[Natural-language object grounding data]
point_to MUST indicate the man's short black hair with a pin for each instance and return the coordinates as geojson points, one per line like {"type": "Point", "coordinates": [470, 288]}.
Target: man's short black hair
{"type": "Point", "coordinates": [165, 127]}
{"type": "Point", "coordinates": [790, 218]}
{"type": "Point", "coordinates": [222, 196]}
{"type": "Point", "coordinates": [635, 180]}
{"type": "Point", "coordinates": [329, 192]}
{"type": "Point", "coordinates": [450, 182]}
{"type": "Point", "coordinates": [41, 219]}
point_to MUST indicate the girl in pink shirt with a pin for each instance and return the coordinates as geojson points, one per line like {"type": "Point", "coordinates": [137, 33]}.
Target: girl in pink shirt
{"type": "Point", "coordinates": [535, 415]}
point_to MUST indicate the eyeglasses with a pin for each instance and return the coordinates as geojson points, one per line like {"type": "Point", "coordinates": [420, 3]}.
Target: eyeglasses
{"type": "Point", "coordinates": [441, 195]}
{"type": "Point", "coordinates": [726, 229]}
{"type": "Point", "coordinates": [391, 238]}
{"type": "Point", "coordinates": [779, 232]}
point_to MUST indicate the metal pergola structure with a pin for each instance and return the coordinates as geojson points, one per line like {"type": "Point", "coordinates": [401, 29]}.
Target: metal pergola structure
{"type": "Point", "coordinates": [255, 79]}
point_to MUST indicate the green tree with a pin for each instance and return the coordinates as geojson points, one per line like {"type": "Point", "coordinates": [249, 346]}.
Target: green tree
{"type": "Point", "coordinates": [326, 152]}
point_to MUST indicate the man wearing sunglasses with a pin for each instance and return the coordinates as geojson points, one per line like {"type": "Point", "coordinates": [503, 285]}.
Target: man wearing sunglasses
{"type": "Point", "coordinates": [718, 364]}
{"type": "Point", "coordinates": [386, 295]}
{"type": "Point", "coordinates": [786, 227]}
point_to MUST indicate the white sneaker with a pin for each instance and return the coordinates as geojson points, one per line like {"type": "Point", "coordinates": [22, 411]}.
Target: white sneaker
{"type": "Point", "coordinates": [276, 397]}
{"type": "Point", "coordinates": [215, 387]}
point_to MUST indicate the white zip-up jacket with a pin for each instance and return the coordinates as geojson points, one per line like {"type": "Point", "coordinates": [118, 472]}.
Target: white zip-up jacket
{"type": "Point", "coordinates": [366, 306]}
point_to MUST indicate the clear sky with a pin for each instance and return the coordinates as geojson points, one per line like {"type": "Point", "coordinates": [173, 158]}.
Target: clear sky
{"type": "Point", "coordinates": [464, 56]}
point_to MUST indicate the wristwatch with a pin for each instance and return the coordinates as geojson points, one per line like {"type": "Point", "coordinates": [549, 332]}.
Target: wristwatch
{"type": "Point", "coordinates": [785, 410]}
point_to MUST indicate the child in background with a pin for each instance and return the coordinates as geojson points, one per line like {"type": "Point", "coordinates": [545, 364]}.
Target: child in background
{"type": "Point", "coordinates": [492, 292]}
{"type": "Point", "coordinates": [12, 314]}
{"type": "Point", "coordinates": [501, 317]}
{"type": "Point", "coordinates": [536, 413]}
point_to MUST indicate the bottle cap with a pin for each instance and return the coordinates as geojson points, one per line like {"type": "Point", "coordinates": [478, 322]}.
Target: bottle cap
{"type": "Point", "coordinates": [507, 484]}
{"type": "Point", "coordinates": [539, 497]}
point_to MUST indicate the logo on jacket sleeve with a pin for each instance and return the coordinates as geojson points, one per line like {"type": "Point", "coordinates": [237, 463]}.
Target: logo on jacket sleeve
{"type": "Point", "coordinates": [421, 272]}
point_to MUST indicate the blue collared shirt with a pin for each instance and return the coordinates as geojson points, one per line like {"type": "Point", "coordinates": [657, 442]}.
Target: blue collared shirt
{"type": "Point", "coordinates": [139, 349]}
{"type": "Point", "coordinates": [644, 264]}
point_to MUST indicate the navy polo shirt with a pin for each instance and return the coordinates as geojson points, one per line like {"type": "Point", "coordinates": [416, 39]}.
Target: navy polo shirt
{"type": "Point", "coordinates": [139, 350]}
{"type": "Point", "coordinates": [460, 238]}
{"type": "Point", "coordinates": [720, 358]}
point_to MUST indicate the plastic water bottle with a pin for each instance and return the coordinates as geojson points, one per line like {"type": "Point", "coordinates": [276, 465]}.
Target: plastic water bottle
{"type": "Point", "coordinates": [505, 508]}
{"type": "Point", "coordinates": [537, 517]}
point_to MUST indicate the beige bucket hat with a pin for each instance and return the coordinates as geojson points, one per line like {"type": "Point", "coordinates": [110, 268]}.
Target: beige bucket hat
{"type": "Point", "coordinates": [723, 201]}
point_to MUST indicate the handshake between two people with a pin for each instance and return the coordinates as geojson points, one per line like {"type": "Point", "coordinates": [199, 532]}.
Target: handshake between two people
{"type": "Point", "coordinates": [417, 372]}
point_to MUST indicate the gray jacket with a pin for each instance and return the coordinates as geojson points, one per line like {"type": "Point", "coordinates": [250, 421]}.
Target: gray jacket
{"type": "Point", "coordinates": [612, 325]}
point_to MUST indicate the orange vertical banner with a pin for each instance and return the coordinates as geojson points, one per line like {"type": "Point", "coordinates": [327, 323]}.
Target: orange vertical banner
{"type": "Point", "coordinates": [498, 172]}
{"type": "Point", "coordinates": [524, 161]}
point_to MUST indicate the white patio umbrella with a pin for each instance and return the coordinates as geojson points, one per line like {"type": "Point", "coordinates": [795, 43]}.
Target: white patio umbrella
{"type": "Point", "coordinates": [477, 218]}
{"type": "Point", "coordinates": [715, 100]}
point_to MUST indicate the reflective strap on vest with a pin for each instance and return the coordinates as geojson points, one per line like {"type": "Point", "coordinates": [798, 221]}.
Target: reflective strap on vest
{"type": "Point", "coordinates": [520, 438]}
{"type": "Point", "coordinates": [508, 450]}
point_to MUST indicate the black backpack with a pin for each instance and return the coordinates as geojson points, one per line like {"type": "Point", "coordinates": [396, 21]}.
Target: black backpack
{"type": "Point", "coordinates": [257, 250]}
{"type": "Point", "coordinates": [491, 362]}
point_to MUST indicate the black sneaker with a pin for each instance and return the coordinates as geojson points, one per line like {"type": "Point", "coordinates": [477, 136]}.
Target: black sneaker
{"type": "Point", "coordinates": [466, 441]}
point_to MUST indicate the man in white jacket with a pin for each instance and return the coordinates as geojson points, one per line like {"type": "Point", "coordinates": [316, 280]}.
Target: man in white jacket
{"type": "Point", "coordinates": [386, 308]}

__WHAT THE EXERCISE ASKS__: Copy every record exactly, leaving each line intact.

__EXERCISE ANSWER__:
point_to MUST indicate the man's short black hair with a pin for each instance and return the coordinates as geojson points, one per line like {"type": "Point", "coordinates": [470, 288]}.
Target: man's short black hair
{"type": "Point", "coordinates": [165, 127]}
{"type": "Point", "coordinates": [790, 218]}
{"type": "Point", "coordinates": [222, 196]}
{"type": "Point", "coordinates": [635, 180]}
{"type": "Point", "coordinates": [329, 192]}
{"type": "Point", "coordinates": [450, 182]}
{"type": "Point", "coordinates": [41, 219]}
point_to MUST indicate the girl in pink shirt with a pin for each instance and return the coordinates as geojson points, one per line like {"type": "Point", "coordinates": [137, 33]}.
Target: girl in pink shirt
{"type": "Point", "coordinates": [535, 415]}
point_to MUST indicate the eyeglasses with a pin for each instance and return the coordinates as geojson points, one per line like {"type": "Point", "coordinates": [420, 3]}.
Target: eyeglasses
{"type": "Point", "coordinates": [441, 195]}
{"type": "Point", "coordinates": [726, 229]}
{"type": "Point", "coordinates": [391, 238]}
{"type": "Point", "coordinates": [779, 232]}
point_to MUST indicate the metal pergola structure with a pin for each instance and return the coordinates as geojson points, one per line like {"type": "Point", "coordinates": [401, 29]}.
Target: metal pergola structure
{"type": "Point", "coordinates": [255, 79]}
point_to MUST indicate the green tree with a pin for each instance and return the coordinates as geojson points, one per line like {"type": "Point", "coordinates": [249, 346]}.
Target: green tree
{"type": "Point", "coordinates": [326, 152]}
point_to MUST indicate the man wearing sunglasses with a pin for each instance and return the coordinates as geojson points, one per line like {"type": "Point", "coordinates": [503, 285]}.
Target: man wearing sunglasses
{"type": "Point", "coordinates": [718, 364]}
{"type": "Point", "coordinates": [386, 295]}
{"type": "Point", "coordinates": [786, 227]}
point_to MUST indicate the white sneaker with a pin for each instance and return the coordinates as geojson points, one per line like {"type": "Point", "coordinates": [22, 411]}.
Target: white sneaker
{"type": "Point", "coordinates": [276, 397]}
{"type": "Point", "coordinates": [215, 387]}
point_to MUST indicate the white zip-up jacket with a pin for each instance and return the coordinates as geojson points, one per line like {"type": "Point", "coordinates": [118, 472]}.
Target: white zip-up jacket
{"type": "Point", "coordinates": [366, 306]}
point_to MUST indicate the clear sky with a pin for each instance and return the coordinates as geojson points, one per line like {"type": "Point", "coordinates": [173, 158]}.
Target: clear sky
{"type": "Point", "coordinates": [464, 56]}
point_to MUST indicate the wristwatch with a pin for each instance and return the coordinates as geojson points, one per line like {"type": "Point", "coordinates": [549, 332]}.
Target: wristwatch
{"type": "Point", "coordinates": [785, 410]}
point_to MUST indicate the child in background with a pin for each instance and return the coordinates as geojson points, one per line like {"type": "Point", "coordinates": [545, 364]}.
Target: child in background
{"type": "Point", "coordinates": [492, 292]}
{"type": "Point", "coordinates": [12, 314]}
{"type": "Point", "coordinates": [501, 317]}
{"type": "Point", "coordinates": [536, 413]}
point_to MUST indicate the bottle cap with a pin for each instance and return the coordinates as geojson points, one per line like {"type": "Point", "coordinates": [478, 322]}.
Target: bottle cap
{"type": "Point", "coordinates": [507, 484]}
{"type": "Point", "coordinates": [539, 497]}
point_to MUST indicate the logo on jacket sleeve with a pin for each instance and return the coordinates as geojson points, one per line like {"type": "Point", "coordinates": [237, 463]}.
Target: logo on jacket sleeve
{"type": "Point", "coordinates": [421, 272]}
point_to MUST indicate the blue collared shirt with a pin for each instance and return the coordinates as geojson points, one per line like {"type": "Point", "coordinates": [657, 442]}.
Target: blue collared shirt
{"type": "Point", "coordinates": [139, 349]}
{"type": "Point", "coordinates": [644, 264]}
point_to MUST indicate the navy polo shirt with a pin for each instance and return the coordinates as geojson points, one per line like {"type": "Point", "coordinates": [416, 39]}.
Target: navy polo shirt
{"type": "Point", "coordinates": [139, 350]}
{"type": "Point", "coordinates": [460, 238]}
{"type": "Point", "coordinates": [720, 358]}
point_to MUST indicate the plastic water bottle with a pin for each instance and return the coordinates as geojson points, one per line like {"type": "Point", "coordinates": [276, 465]}.
Target: plastic water bottle
{"type": "Point", "coordinates": [505, 508]}
{"type": "Point", "coordinates": [537, 517]}
point_to MUST indicate the beige bucket hat with a pin for each instance and return the coordinates as geojson points, one per line like {"type": "Point", "coordinates": [110, 268]}.
Target: beige bucket hat
{"type": "Point", "coordinates": [723, 201]}
point_to MUST indicate the handshake between two people with a pin for each instance and return the coordinates as geojson points, one per line like {"type": "Point", "coordinates": [199, 532]}.
Target: handshake between two people
{"type": "Point", "coordinates": [417, 372]}
point_to MUST indicate the gray jacket with a pin for each instance and return the coordinates as geojson points, one per line like {"type": "Point", "coordinates": [250, 421]}.
Target: gray jacket
{"type": "Point", "coordinates": [612, 325]}
point_to MUST indicate the orange vertical banner with a pin for each instance and return the coordinates as geojson points, one per line like {"type": "Point", "coordinates": [327, 323]}.
Target: orange vertical banner
{"type": "Point", "coordinates": [498, 172]}
{"type": "Point", "coordinates": [524, 161]}
point_to MUST indicate the white patio umbrella with a pin for each instance and return the coordinates as geojson points, one per line like {"type": "Point", "coordinates": [795, 43]}.
Target: white patio umbrella
{"type": "Point", "coordinates": [477, 218]}
{"type": "Point", "coordinates": [715, 100]}
point_to MUST indicate the reflective strap on vest with a pin for each instance and return the coordinates as geojson points, one per line like {"type": "Point", "coordinates": [798, 221]}.
Target: reflective strap on vest
{"type": "Point", "coordinates": [520, 438]}
{"type": "Point", "coordinates": [508, 450]}
point_to MUST indicate the black backpack with a pin for each instance and return the coordinates as geojson points, one per line like {"type": "Point", "coordinates": [396, 21]}.
Target: black backpack
{"type": "Point", "coordinates": [257, 250]}
{"type": "Point", "coordinates": [491, 362]}
point_to MUST indicate the black sneaker with a pin for each instance and return the coordinates as geojson points, one per line like {"type": "Point", "coordinates": [477, 136]}.
Target: black sneaker
{"type": "Point", "coordinates": [466, 441]}
point_to MUST indicate the man in white jacket with a pin for each instance and return the coordinates as geojson points, one per line like {"type": "Point", "coordinates": [316, 280]}.
Target: man in white jacket
{"type": "Point", "coordinates": [386, 308]}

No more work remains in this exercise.